▶ _Text under study_
########
Establish Compliance Coordination Committees (Field and Headquarters):

The field compliance coordination committees described in the MOU will be composed of Regional Attorneys and District Directors from both agencies and will meet at least twice per year to review enforcement priorities, systemic investigations of mutual interest, compliance review schedules, and any other topic that serves the agencies’ joint enforcement goals. Similarly, the Headquarters compliance coordination committee will be made up of representatives from the EEOC’s and OFCCP’s Headquarters and will meet at least twice per year to discuss procedures for accessing and exchanging information in their electronic databases, approaches for identifying and remedying employment discrimination, joint and cross-training materials, and joint policies and procedures for coordinated collection, sharing and analysis of data.

Designate a Coordination Advocate:

The coordination advocate will assist both agencies with the understanding of, and compliance with, the procedures set forth in the MOU.

Establish Standard Notice and Consultation Procedures:

These procedures, which are designed to increase efficiency, ensure coordination, and minimize duplication, include the following:

  • Contact by each agency at the start of and during an EEOC field investigation or OFCCP compliance evaluation to obtain information in the possession of the other agency about the employer being investigated;
  • Notification of the OFCCP when the EEOC has made a finding of cause, has determined that conciliation will not be successful, decides not to file a lawsuit, and learns or believes that the employer is a federal contractor; and
  • Consultation with the other agency when either agency is considering recommending a complaint or litigation against the employer/federal contractor.
########
▶ _Entries shown_
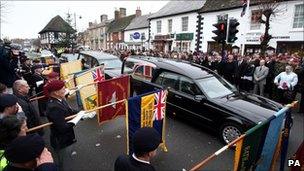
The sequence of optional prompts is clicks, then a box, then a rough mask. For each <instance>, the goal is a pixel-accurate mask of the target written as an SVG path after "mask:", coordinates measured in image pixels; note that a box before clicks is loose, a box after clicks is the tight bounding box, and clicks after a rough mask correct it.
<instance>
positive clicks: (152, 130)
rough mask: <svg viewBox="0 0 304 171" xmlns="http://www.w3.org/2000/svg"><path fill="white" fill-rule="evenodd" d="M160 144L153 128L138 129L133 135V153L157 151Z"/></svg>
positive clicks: (160, 139) (160, 138) (158, 137)
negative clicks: (156, 149)
mask: <svg viewBox="0 0 304 171" xmlns="http://www.w3.org/2000/svg"><path fill="white" fill-rule="evenodd" d="M160 143H161V137H160V135H159V133H158V132H157V131H156V130H155V129H154V128H150V127H144V128H140V129H138V130H137V131H136V132H135V134H134V135H133V150H134V152H135V153H143V152H150V151H153V150H155V149H157V147H158V146H159V144H160Z"/></svg>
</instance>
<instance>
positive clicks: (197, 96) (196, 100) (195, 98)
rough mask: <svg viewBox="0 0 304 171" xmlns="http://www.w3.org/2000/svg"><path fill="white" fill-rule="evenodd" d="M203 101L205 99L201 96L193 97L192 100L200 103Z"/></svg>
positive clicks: (202, 96)
mask: <svg viewBox="0 0 304 171" xmlns="http://www.w3.org/2000/svg"><path fill="white" fill-rule="evenodd" d="M205 99H206V97H205V96H203V95H195V96H194V100H196V101H202V100H205Z"/></svg>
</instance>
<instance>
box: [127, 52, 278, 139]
mask: <svg viewBox="0 0 304 171" xmlns="http://www.w3.org/2000/svg"><path fill="white" fill-rule="evenodd" d="M133 58H135V59H137V60H140V61H141V62H139V63H137V66H136V65H135V66H134V68H133V74H132V77H131V78H132V79H131V84H132V85H131V93H133V95H135V94H142V93H145V92H148V91H151V90H154V89H156V88H166V89H168V91H169V93H168V97H167V111H168V112H170V113H174V114H176V115H177V116H181V117H186V118H188V119H191V120H193V121H197V122H199V124H201V125H203V126H207V127H210V128H212V129H213V130H215V131H216V132H217V133H219V136H220V138H221V139H222V140H223V142H225V143H229V142H231V141H232V140H233V139H235V138H236V137H238V136H240V135H241V134H242V133H244V132H245V131H246V130H248V129H249V128H251V127H253V126H255V125H256V124H258V123H259V122H261V121H265V120H266V119H267V118H269V117H270V116H272V115H274V114H275V113H276V112H277V111H278V110H279V109H280V108H282V105H280V104H279V103H276V102H274V101H272V100H270V99H267V98H265V97H261V96H258V95H255V94H250V93H245V92H239V91H237V89H236V88H235V87H234V86H233V85H231V84H230V83H229V82H227V81H226V80H225V79H223V78H222V77H221V76H219V75H218V74H217V73H215V72H213V71H211V70H209V69H208V68H205V67H202V66H199V65H197V64H192V63H189V62H186V61H184V62H181V61H174V60H168V59H163V58H154V57H141V58H137V57H133ZM128 60H132V57H131V58H129V59H127V61H128ZM133 61H134V60H133ZM148 67H150V69H149V68H148ZM149 73H150V74H149Z"/></svg>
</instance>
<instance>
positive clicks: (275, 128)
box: [256, 113, 285, 171]
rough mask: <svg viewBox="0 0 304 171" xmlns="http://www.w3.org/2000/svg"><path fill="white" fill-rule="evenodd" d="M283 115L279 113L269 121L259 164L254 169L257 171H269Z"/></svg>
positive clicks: (278, 140) (282, 124)
mask: <svg viewBox="0 0 304 171" xmlns="http://www.w3.org/2000/svg"><path fill="white" fill-rule="evenodd" d="M284 116H285V113H280V115H278V116H276V118H274V119H273V120H271V121H270V125H269V128H268V131H267V135H266V139H265V143H264V146H263V150H262V153H261V157H260V162H259V164H258V166H257V168H256V170H257V171H264V170H269V169H270V166H271V162H272V158H273V155H274V152H275V148H276V146H277V143H278V141H279V135H280V132H281V128H282V126H283V120H284Z"/></svg>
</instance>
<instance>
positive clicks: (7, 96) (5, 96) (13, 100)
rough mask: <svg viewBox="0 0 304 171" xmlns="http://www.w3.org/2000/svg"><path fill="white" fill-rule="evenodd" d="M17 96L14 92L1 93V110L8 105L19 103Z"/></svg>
mask: <svg viewBox="0 0 304 171" xmlns="http://www.w3.org/2000/svg"><path fill="white" fill-rule="evenodd" d="M17 100H18V99H17V97H16V96H15V95H13V94H1V95H0V112H3V110H4V109H5V108H6V107H11V106H14V105H15V104H16V103H17Z"/></svg>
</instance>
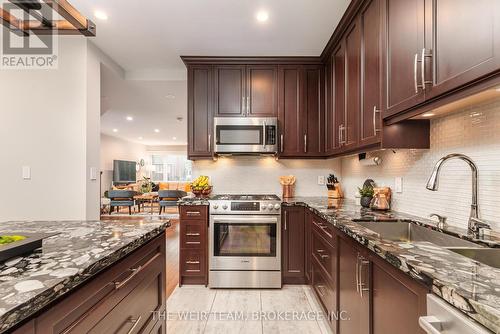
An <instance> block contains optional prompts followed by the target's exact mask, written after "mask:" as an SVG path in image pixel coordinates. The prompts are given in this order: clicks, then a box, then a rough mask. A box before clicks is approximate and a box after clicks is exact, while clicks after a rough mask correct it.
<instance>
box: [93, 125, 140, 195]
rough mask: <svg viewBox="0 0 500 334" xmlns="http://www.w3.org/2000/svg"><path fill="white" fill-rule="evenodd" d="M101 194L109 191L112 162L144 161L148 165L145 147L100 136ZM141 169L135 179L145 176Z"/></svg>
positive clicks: (107, 136) (111, 173) (112, 169)
mask: <svg viewBox="0 0 500 334" xmlns="http://www.w3.org/2000/svg"><path fill="white" fill-rule="evenodd" d="M100 154H101V171H102V172H103V174H102V179H101V193H104V191H106V190H109V189H110V188H111V185H112V182H113V160H129V161H140V160H141V159H144V160H145V162H146V166H147V165H148V161H149V155H148V153H147V152H146V146H145V145H141V144H137V143H133V142H129V141H126V140H123V139H120V138H117V137H113V136H108V135H105V134H101V151H100ZM145 168H146V167H143V169H141V170H140V171H139V173H138V174H137V178H138V179H139V178H141V177H142V175H147V172H146V170H145Z"/></svg>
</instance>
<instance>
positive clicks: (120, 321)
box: [89, 257, 165, 333]
mask: <svg viewBox="0 0 500 334" xmlns="http://www.w3.org/2000/svg"><path fill="white" fill-rule="evenodd" d="M161 266H162V263H161V258H159V257H158V258H156V259H155V260H154V261H153V262H152V263H150V264H149V265H148V269H147V270H146V271H143V272H142V274H140V275H137V277H136V280H137V281H138V282H139V284H138V285H136V286H135V288H134V289H133V290H132V291H131V292H130V293H129V294H128V295H127V296H126V297H125V298H124V299H123V300H122V301H120V303H119V304H118V305H117V306H116V307H115V308H113V310H112V311H111V312H109V313H108V314H107V315H106V316H105V317H104V318H103V319H102V320H101V321H99V322H98V323H97V324H96V326H94V327H93V328H92V329H91V330H90V331H89V333H121V332H124V333H142V332H146V333H147V332H149V331H150V330H151V328H153V326H154V325H155V323H156V319H154V318H153V312H152V311H160V312H161V311H165V308H164V305H163V302H162V293H163V285H164V279H165V277H164V275H163V274H162V271H161Z"/></svg>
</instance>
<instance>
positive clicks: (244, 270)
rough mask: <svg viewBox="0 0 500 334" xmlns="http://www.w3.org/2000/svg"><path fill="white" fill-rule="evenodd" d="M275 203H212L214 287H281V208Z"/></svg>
mask: <svg viewBox="0 0 500 334" xmlns="http://www.w3.org/2000/svg"><path fill="white" fill-rule="evenodd" d="M278 203H279V202H276V201H275V200H269V199H268V200H261V201H258V200H257V201H256V200H234V201H231V200H212V201H211V208H210V210H211V211H210V212H211V214H210V224H209V254H210V256H209V269H210V271H209V286H210V287H211V288H281V214H280V212H281V210H280V208H281V205H280V204H278Z"/></svg>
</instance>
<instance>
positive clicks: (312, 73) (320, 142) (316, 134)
mask: <svg viewBox="0 0 500 334" xmlns="http://www.w3.org/2000/svg"><path fill="white" fill-rule="evenodd" d="M323 80H324V77H323V66H306V67H305V68H304V85H303V87H304V99H303V100H304V111H303V113H302V117H303V121H302V122H303V124H304V137H303V138H304V144H303V145H304V153H305V155H306V156H319V155H321V154H322V153H323V151H324V148H323V140H324V139H323V119H324V81H323Z"/></svg>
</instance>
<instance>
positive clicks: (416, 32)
########
▶ _Tasks_
1. In the text on EEOC and OFCCP compliance coordination, how often will the Headquarters compliance coordination committee meet?
2. Carry on the text about EEOC and OFCCP compliance coordination from the point where it stops.

▶ _Answers for the exercise_
1. At least twice per year.

2.
In addition to these agreed-upon actions, the revised MOU clarifies the complaint and charge referral procedures for complaints filed with each agency. Among other things, the MOU provides that the OFCCP will act as the EEOC’s agent for purposes of receiving complaints and charges under Title VII and states that all complaints received by the OFCCP that allege race, color, religion, sex, or national origin discrimination or retaliation will be received as dual-filed complaints under Title VII. Further, when the OFCCP receives a complaint and determines that the employer named is not a federal contractor, the OFCCP will transfer the complaint to the EEOC within 10 days. In either case, the date the complaint is filed with the OFCCP shall be deemed the date of filing with the EEOC. Moreover, with respect to dual-filed complaints alleging systemic or class-based discrimination, the OFCCP will retain, investigate, process, and resolve such complaints. However, the OFCCP will refer dual-filed complaints containing allegations of individual discrimination to the EEOC for processing. On the other hand, if the EEOC receives a complaint that is not within its jurisdiction and over which it believes the OFCCP has jurisdiction, it will refer the complaint to the OFCCP and the date that the complaint was received by the EEOC will be treated as the date it is received by the OFCCP. In appropriate cases, either agency may request that it retain certain complaints in order to avoid duplication of effort and to ensure effective enforcement of the law.

In sum, although the revised MOU does not directly impose any obligations on employers, the new collaboration between the OFCCP and EEOC is likely to result in more aggressive enforcement by both agencies, particularly in cases of “repeat offenders” or where there are allegations or evidence of systemic discrimination. In fact, some EEOC investigators are already requesting information about employers’ affirmative action plans and recent compliance reviews during their investigations. Likewise, many OFCCP compliance officers are obtaining information about pending EEOC charges from the contractor (or directly from the EEOC) as part of their standard compliance reviews. Finally, the processes and procedures outlined in the MOU emphasize that both agencies will increase their efforts to investigate and remedy systemic or class-based discrimination and confirm that the EEOC will remain the primary investigator of individual discrimination claims.